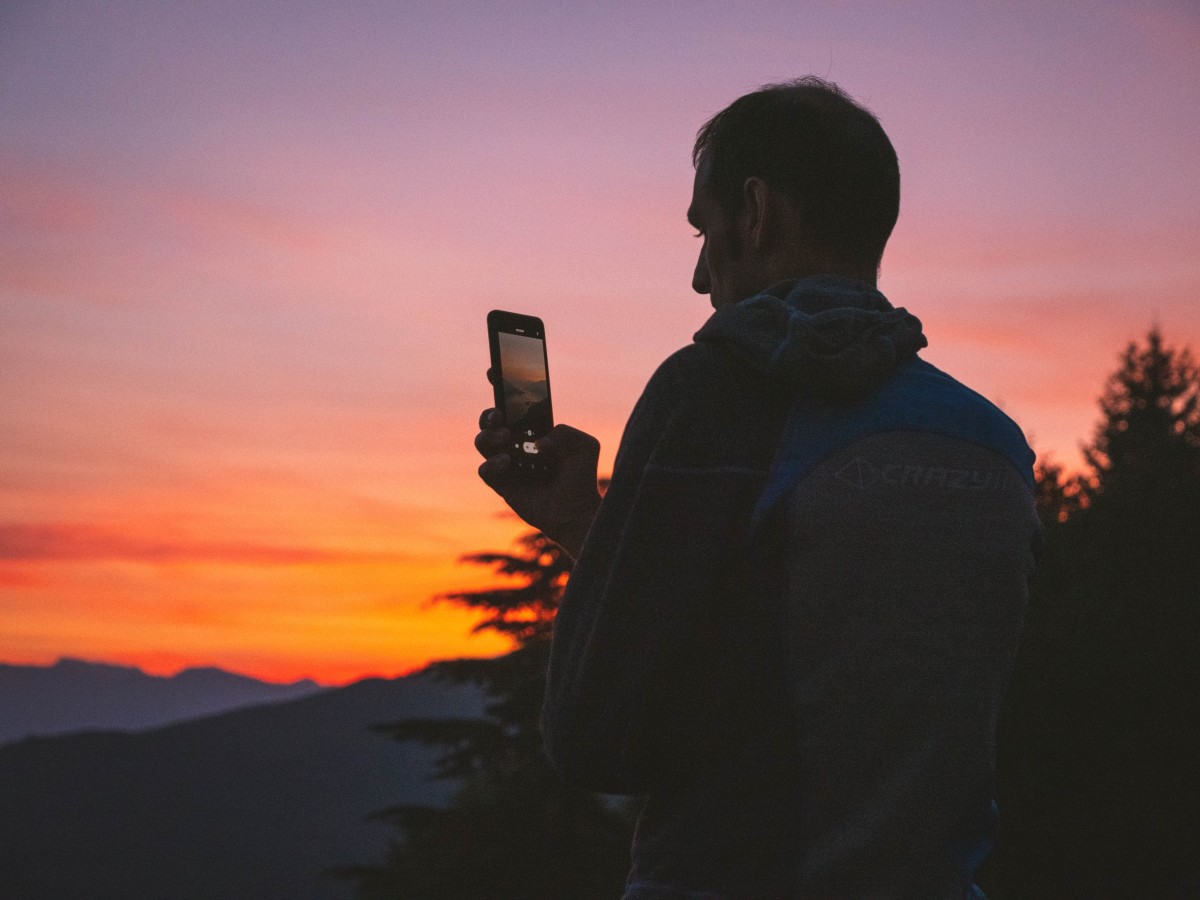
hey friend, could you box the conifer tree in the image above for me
[339,528,640,900]
[1079,327,1200,618]
[1083,326,1200,506]
[985,328,1200,899]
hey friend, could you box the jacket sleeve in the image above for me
[539,349,770,794]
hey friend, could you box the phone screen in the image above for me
[488,310,553,475]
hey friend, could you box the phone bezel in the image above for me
[486,309,554,474]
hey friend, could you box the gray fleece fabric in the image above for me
[541,275,1042,900]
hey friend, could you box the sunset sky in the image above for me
[2,0,1198,684]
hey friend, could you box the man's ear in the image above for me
[740,176,773,252]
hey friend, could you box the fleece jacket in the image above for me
[541,274,1042,900]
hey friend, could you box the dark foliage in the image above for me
[980,328,1200,900]
[339,530,641,900]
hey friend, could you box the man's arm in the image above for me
[535,349,769,795]
[476,347,771,794]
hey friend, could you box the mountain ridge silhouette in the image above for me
[0,657,324,746]
[0,665,487,899]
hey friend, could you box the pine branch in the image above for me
[433,582,562,614]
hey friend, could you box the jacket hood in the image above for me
[693,274,928,400]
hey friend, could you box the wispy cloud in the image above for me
[0,154,342,306]
[157,189,331,255]
[0,523,416,566]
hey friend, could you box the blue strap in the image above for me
[751,358,1036,532]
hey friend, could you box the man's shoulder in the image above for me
[640,340,746,407]
[620,343,722,445]
[885,359,1034,474]
[753,357,1037,526]
[622,340,790,474]
[647,341,724,385]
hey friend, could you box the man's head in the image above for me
[687,77,900,307]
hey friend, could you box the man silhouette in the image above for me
[475,77,1041,900]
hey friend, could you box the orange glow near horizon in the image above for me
[0,524,524,685]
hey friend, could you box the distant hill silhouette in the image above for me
[0,667,486,900]
[0,657,324,746]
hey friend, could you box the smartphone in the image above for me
[487,309,554,476]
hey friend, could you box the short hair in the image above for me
[693,77,900,271]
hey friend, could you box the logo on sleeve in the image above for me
[836,458,1010,491]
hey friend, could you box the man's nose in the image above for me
[692,251,710,294]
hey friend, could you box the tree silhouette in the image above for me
[338,527,641,900]
[1084,327,1200,506]
[982,328,1200,900]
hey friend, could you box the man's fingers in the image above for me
[478,454,511,487]
[537,424,600,458]
[486,367,497,386]
[475,426,510,458]
[479,407,504,429]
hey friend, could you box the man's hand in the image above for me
[475,371,602,559]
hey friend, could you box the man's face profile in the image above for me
[688,154,746,310]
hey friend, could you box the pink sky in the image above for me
[2,0,1198,683]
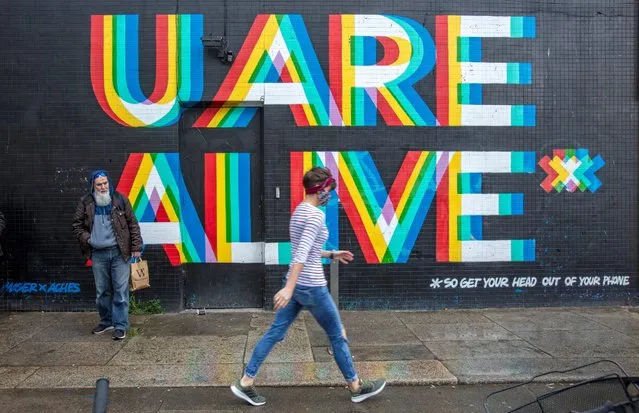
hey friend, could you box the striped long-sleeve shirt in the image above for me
[286,202,328,287]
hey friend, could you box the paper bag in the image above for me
[130,259,150,291]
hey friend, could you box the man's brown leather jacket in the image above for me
[72,192,143,261]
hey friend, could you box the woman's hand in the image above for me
[333,250,354,264]
[273,287,293,311]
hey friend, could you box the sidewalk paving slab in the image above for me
[0,306,636,390]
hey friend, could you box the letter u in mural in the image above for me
[90,14,204,127]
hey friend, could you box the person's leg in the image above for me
[231,293,303,406]
[91,249,113,330]
[243,297,303,382]
[308,286,386,402]
[307,286,358,384]
[110,249,130,334]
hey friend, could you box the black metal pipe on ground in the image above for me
[93,378,109,413]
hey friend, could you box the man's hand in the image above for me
[132,252,141,258]
[273,287,293,311]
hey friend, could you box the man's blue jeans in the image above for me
[245,284,358,383]
[91,246,130,331]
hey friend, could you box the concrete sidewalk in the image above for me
[0,306,638,389]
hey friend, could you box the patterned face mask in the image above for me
[317,190,331,206]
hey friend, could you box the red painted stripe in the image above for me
[194,15,270,125]
[290,106,309,126]
[116,153,144,195]
[376,92,403,126]
[338,173,378,263]
[192,107,220,127]
[435,16,449,126]
[377,36,400,66]
[388,152,421,208]
[435,165,449,262]
[149,15,169,103]
[90,16,123,126]
[328,15,342,115]
[290,152,305,213]
[163,244,182,266]
[204,153,217,254]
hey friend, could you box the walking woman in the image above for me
[231,167,386,406]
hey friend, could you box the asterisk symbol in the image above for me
[430,278,442,288]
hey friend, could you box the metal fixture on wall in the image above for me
[201,0,233,64]
[201,34,233,63]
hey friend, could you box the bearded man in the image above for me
[72,170,142,340]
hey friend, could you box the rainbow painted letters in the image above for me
[91,14,536,128]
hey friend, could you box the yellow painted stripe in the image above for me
[448,16,462,126]
[303,152,313,173]
[129,153,154,207]
[341,15,354,126]
[158,15,177,104]
[216,153,231,261]
[378,87,414,126]
[210,107,231,127]
[176,244,187,263]
[337,153,387,261]
[396,152,428,217]
[448,152,461,261]
[102,16,144,127]
[228,15,280,103]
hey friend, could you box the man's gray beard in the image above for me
[94,191,112,207]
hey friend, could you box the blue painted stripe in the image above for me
[511,193,524,215]
[469,37,482,62]
[470,215,482,240]
[238,153,251,241]
[523,105,536,126]
[523,17,536,38]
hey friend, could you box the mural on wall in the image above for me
[266,151,536,264]
[80,10,625,304]
[90,14,204,127]
[435,15,535,126]
[90,14,536,128]
[114,150,604,268]
[539,149,605,193]
[117,152,261,265]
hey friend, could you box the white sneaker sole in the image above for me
[351,381,386,403]
[231,384,266,406]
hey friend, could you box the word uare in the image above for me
[91,14,535,128]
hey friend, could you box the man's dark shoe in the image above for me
[351,379,386,403]
[112,329,126,340]
[230,379,266,406]
[91,325,114,335]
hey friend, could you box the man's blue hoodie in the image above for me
[89,170,118,249]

▶ [Activity] Please output every line of the listing as it stands, and omit its images.

▶ [Solution for this problem]
hey friend, could you box the conifer tree in the image above for me
[339,528,640,900]
[1079,327,1200,618]
[1083,326,1200,506]
[985,328,1200,899]
hey friend, could you box the jacket sleeve in the image above for me
[539,349,770,794]
hey friend, could you box the phone screen in the image above for me
[488,310,553,475]
hey friend, could you box the phone bezel in the image above for me
[486,309,554,474]
hey friend, could you box the gray fleece fabric in the image above for me
[541,275,1042,900]
hey friend, could you box the sunset sky in the image above for me
[2,0,1198,684]
hey friend, could you box the man's ear in the image above for me
[740,176,773,252]
hey friend, could you box the fleece jacket in the image above for me
[541,274,1042,900]
hey friend, could you box the dark foliage in the image above for me
[980,328,1200,900]
[339,530,641,900]
hey friend, could you box the man's arm in the image above for me
[535,349,769,795]
[476,347,771,794]
hey friend, could you box the mountain ridge silhouette in the image above for me
[0,657,324,746]
[0,665,487,899]
hey friend, could you box the pine branch in the image above for me
[433,582,562,614]
hey friend, could you box the jacket hood in the image above for me
[693,274,928,400]
hey friend, could you box the wispy cloud in the image above for me
[0,154,342,306]
[157,189,331,255]
[0,523,416,566]
hey friend, could you box the blue strap in the image above for me
[751,358,1036,532]
hey friend, could you box the man's shoulder in the image above for me
[640,340,746,407]
[620,343,722,445]
[885,359,1034,474]
[753,357,1037,526]
[622,340,790,474]
[647,341,724,385]
hey friend, could you box the man's head in the image above for me
[687,77,900,307]
hey friend, could you box the man silhouette in the image above for me
[475,77,1041,900]
hey friend, could you box the orange glow near horizon in the image above for me
[0,524,524,685]
hey friend, could you box the distant hill silhouette in the image above for me
[0,667,486,900]
[0,657,324,746]
hey friend, could you box the smartphone in the image above for me
[487,309,554,476]
hey friend, could you box the short hair in the image above for me
[693,77,900,271]
hey friend, could you box the logo on sleeve in the image above for me
[836,458,1010,491]
hey friend, could you box the man's nose in the image above for me
[692,251,710,294]
hey friend, could you box the tree silhouette in the image above for me
[338,527,641,900]
[1084,327,1200,506]
[982,328,1200,900]
hey friend, could you box the man's fingers in the image above for me
[478,454,511,487]
[537,424,600,458]
[486,367,497,386]
[475,426,510,458]
[479,407,504,429]
hey friend, could you box the man's hand in the image above for me
[475,371,602,559]
hey friend, could you box the man's face profile in the image above for me
[688,154,746,310]
hey friend, could you box the pink sky in the image above for me
[2,0,1198,683]
hey friend, could you box the striped long-sleeve shirt in the image above for me
[286,202,328,287]
hey friend, could you box the paper bag in the image above for me
[130,259,150,291]
hey friend, could you box the man's brown leather jacket in the image above for me
[72,192,143,261]
hey friend, could you box the woman's hand in the image above for me
[333,250,354,264]
[273,287,293,311]
hey friend, could you box the sidewalk paving slab in the image above for me
[0,306,636,390]
hey friend, could you box the letter u in mural in the image above for me
[90,14,204,127]
hey friend, could you box the person's leg in the image above for me
[231,293,303,406]
[91,249,113,330]
[243,297,303,382]
[308,286,386,402]
[307,286,358,384]
[110,249,130,334]
hey friend, could you box the black metal pipe on ground in the image above for me
[93,378,109,413]
hey friend, could you box the man's hand in the image above for me
[132,252,141,258]
[273,287,293,311]
hey friend, could you box the man's blue jeans in the image above for me
[245,284,358,383]
[91,246,130,331]
hey friend, could you box the concrete sidewalk in the image above for me
[0,306,638,389]
hey friend, could you box the patterned face mask in the image above for me
[317,190,331,206]
hey friend, could you box the red painted stripe in the image above for me
[194,15,270,125]
[290,106,309,126]
[116,153,144,195]
[376,92,403,126]
[338,173,378,263]
[192,107,220,127]
[435,16,449,126]
[377,36,400,66]
[388,152,421,208]
[435,165,449,262]
[149,15,169,103]
[90,16,123,126]
[328,15,342,115]
[290,152,305,213]
[163,244,182,266]
[204,153,217,254]
hey friend, could you box the walking woman in the image above for me
[231,167,386,406]
hey friend, could you box the asterisk symbol in the image above for me
[430,278,442,288]
hey friend, could you box the metal fixture on wall in the image above for me
[201,0,233,64]
[201,34,233,63]
hey friend, could you box the bearded man in the image above for me
[72,170,142,340]
hey friend, could you box the rainbow painted letters in the image above for me
[91,14,536,128]
hey friend, could you box the yellow painted stripe in the image above for me
[448,16,462,126]
[303,152,313,173]
[129,153,154,207]
[341,15,354,126]
[158,15,177,104]
[216,153,231,261]
[378,87,414,126]
[210,107,231,127]
[176,244,187,263]
[337,153,387,261]
[396,152,428,217]
[448,152,461,261]
[102,16,144,127]
[228,15,280,103]
hey friend, could you box the man's gray beard in the image above for me
[94,191,112,207]
hey friend, could you box the blue painted stripe in the image above for me
[511,193,524,215]
[469,37,482,62]
[470,215,482,240]
[238,153,251,241]
[523,105,536,126]
[523,17,536,38]
hey friend, could you box the mural on wall in the image above for me
[266,151,536,264]
[80,10,625,304]
[90,14,204,127]
[435,15,535,126]
[90,14,536,128]
[114,150,604,268]
[539,149,605,193]
[117,152,261,265]
hey friend, could you box the white sneaker sole in the image above for me
[351,381,386,403]
[231,384,266,406]
hey friend, could you box the word uare in the image above for me
[91,14,535,128]
hey friend, could you box the man's dark shoe in the image above for me
[351,379,386,403]
[112,329,126,340]
[230,379,266,406]
[91,325,114,335]
hey friend, could you box the man's blue hoodie in the image above for me
[89,170,118,249]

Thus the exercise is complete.